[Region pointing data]
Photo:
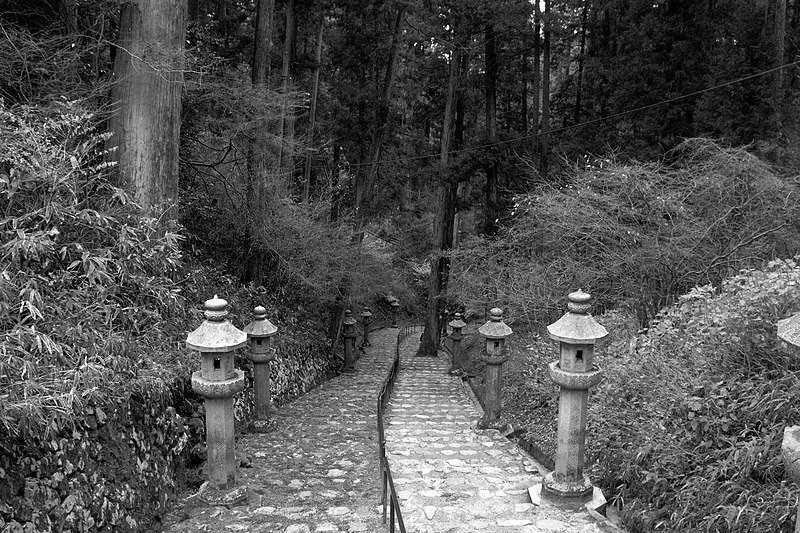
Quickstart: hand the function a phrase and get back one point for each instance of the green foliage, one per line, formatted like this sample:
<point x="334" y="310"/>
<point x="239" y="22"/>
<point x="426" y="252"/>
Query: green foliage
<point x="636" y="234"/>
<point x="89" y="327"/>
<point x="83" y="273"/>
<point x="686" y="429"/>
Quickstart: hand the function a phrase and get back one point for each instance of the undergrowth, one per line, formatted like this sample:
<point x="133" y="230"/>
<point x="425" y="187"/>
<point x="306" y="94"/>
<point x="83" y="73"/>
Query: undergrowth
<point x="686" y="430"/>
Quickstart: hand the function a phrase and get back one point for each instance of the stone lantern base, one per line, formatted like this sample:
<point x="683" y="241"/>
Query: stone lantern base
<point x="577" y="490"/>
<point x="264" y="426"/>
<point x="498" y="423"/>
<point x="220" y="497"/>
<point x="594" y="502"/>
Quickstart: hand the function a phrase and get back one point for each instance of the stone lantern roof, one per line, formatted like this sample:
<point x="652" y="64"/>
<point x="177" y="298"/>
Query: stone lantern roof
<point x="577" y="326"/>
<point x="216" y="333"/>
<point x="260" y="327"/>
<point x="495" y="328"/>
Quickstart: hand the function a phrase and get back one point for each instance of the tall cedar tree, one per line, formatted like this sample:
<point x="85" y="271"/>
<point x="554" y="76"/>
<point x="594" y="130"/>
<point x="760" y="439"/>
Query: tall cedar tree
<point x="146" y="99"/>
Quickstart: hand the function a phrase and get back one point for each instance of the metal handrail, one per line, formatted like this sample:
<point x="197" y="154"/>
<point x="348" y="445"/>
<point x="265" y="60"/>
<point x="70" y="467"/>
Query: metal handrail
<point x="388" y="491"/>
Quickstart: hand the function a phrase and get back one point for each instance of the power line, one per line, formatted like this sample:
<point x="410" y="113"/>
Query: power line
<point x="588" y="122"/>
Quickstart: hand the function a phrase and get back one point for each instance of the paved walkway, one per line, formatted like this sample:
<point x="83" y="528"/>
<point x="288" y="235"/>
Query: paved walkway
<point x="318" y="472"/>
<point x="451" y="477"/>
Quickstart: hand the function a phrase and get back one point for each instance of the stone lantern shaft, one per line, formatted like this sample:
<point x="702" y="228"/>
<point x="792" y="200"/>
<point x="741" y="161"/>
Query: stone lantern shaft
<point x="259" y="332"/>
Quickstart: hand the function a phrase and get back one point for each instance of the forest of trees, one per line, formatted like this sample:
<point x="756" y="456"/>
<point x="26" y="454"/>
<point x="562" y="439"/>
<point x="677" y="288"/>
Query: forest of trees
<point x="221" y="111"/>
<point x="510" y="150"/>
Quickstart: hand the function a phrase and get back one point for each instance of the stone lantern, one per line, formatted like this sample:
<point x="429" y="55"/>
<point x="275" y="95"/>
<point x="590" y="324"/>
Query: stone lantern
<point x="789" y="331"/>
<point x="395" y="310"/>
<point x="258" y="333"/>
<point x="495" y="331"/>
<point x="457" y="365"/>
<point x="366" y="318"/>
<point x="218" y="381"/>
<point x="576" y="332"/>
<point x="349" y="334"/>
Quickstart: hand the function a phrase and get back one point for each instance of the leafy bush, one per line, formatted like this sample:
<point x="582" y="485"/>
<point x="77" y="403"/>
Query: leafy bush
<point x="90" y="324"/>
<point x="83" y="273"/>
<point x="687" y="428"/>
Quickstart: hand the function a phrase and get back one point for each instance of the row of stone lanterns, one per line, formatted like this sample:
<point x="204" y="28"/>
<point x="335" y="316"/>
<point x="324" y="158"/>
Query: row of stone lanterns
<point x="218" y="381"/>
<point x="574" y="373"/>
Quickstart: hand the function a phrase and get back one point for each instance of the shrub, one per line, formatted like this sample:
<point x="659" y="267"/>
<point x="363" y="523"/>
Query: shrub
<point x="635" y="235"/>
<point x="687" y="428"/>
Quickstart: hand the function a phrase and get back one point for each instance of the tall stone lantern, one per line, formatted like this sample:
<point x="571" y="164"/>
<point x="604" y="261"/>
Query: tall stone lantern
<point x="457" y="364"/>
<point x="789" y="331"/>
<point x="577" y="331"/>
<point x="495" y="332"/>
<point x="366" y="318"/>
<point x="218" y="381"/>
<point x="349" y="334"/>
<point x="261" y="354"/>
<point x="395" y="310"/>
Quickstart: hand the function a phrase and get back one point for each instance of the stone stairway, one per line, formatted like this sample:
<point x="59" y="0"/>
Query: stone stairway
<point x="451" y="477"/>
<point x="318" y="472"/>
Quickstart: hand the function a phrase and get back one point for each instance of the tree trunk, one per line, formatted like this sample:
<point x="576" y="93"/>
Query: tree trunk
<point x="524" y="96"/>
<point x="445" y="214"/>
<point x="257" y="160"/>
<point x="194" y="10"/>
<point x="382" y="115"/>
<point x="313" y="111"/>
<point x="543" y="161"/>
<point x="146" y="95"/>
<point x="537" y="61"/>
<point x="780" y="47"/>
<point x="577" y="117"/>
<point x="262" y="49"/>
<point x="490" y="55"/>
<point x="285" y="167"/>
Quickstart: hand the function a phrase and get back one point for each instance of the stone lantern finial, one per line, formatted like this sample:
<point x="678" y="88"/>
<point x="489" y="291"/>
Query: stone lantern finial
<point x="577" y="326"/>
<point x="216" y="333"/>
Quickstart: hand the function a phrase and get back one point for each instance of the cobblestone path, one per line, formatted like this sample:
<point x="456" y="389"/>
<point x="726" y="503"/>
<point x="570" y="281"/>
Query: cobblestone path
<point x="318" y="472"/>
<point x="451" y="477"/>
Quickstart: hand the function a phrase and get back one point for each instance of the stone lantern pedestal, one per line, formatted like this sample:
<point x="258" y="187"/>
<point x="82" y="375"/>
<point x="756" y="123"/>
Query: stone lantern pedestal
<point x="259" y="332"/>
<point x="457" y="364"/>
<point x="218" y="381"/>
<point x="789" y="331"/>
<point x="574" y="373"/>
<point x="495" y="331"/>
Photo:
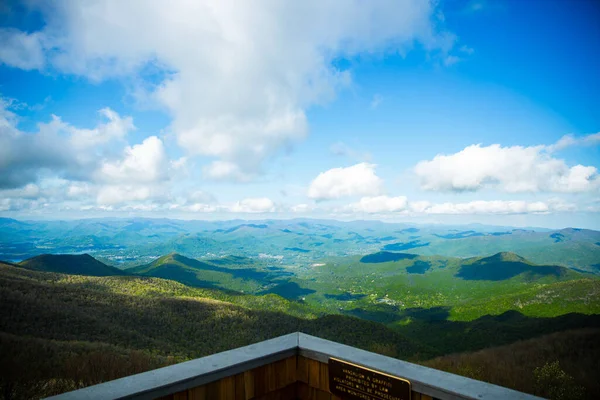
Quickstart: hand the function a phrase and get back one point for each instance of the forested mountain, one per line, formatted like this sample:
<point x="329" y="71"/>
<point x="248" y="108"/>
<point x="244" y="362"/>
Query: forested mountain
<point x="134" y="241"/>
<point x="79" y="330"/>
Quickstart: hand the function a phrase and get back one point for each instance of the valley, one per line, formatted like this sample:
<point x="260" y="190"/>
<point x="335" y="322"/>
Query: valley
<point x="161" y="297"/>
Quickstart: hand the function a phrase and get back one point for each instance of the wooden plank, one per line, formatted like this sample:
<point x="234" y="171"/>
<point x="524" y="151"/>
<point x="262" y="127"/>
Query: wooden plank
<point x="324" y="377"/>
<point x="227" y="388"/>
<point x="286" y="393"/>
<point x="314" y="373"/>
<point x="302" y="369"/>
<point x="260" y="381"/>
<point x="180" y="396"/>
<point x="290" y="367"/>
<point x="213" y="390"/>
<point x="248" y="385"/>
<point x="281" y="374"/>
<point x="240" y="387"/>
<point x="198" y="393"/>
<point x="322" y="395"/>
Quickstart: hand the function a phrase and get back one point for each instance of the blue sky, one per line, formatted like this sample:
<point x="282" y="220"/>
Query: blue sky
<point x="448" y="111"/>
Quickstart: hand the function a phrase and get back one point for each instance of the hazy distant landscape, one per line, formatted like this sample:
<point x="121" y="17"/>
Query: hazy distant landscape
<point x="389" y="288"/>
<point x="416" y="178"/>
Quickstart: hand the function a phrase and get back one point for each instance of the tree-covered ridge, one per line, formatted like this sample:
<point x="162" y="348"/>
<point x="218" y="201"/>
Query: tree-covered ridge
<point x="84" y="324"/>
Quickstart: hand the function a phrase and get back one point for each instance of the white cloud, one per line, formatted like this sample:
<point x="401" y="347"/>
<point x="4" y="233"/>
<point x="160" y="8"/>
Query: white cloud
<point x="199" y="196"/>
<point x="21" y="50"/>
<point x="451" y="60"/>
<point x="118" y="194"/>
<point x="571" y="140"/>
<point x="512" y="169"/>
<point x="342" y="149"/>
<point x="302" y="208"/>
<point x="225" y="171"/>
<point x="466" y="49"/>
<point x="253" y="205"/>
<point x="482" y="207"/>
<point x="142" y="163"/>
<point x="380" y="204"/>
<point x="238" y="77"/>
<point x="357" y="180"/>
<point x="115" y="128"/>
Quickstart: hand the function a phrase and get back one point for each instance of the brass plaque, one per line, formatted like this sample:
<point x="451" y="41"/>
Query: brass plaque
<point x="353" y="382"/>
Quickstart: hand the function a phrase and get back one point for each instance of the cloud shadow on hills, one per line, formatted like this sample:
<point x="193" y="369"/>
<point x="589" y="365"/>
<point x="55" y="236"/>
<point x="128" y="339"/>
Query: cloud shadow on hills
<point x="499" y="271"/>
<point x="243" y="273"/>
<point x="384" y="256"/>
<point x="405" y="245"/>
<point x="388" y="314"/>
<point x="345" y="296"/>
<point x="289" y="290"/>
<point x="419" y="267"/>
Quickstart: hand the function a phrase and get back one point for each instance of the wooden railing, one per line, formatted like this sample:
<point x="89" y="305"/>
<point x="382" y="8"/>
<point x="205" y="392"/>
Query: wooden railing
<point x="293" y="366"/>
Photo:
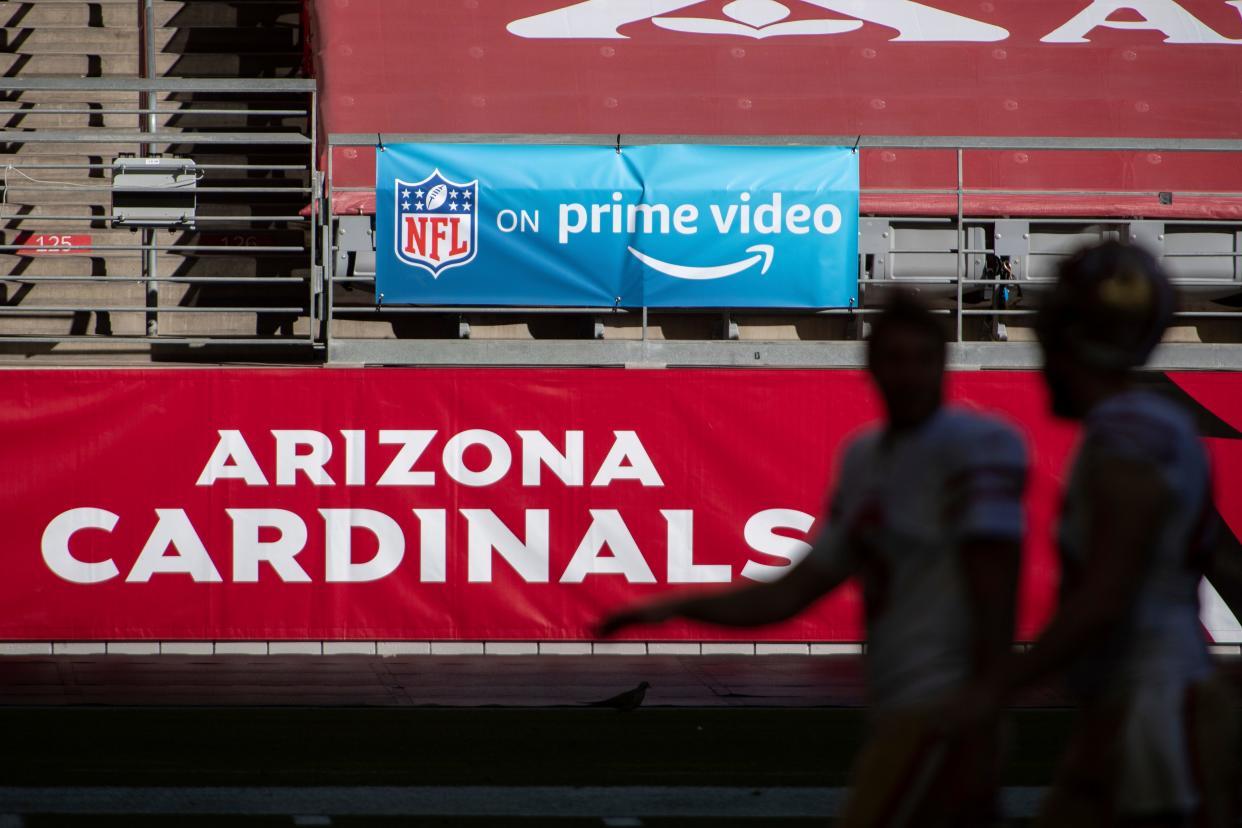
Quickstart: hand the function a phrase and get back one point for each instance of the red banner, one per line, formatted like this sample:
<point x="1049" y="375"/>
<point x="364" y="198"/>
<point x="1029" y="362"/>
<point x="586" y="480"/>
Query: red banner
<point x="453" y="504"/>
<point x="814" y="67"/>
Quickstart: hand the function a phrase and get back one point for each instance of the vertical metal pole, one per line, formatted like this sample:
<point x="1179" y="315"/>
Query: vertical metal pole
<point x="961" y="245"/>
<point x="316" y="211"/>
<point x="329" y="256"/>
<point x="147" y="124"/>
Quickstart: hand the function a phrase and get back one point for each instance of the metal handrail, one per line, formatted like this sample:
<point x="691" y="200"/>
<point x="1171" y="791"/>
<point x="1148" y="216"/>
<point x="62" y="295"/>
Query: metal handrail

_Your task_. Output nothing but the lines from the one containing "Query: red banner" through the last line of the data, exactly as they stand.

_Task result_.
Query: red banner
<point x="453" y="504"/>
<point x="814" y="67"/>
Quickstart: hand the function a phrase and get back one point for each instance of the vertical metal pole, one per line, formatted like this sample:
<point x="1179" y="315"/>
Query: vertical metal pole
<point x="961" y="245"/>
<point x="316" y="211"/>
<point x="329" y="256"/>
<point x="147" y="124"/>
Quickstart: hand the function a phrase and get back one point for each instance of the metal handrail, one per line, formatted like this sample:
<point x="691" y="200"/>
<point x="1171" y="791"/>
<point x="1148" y="216"/>
<point x="62" y="295"/>
Query: metal handrail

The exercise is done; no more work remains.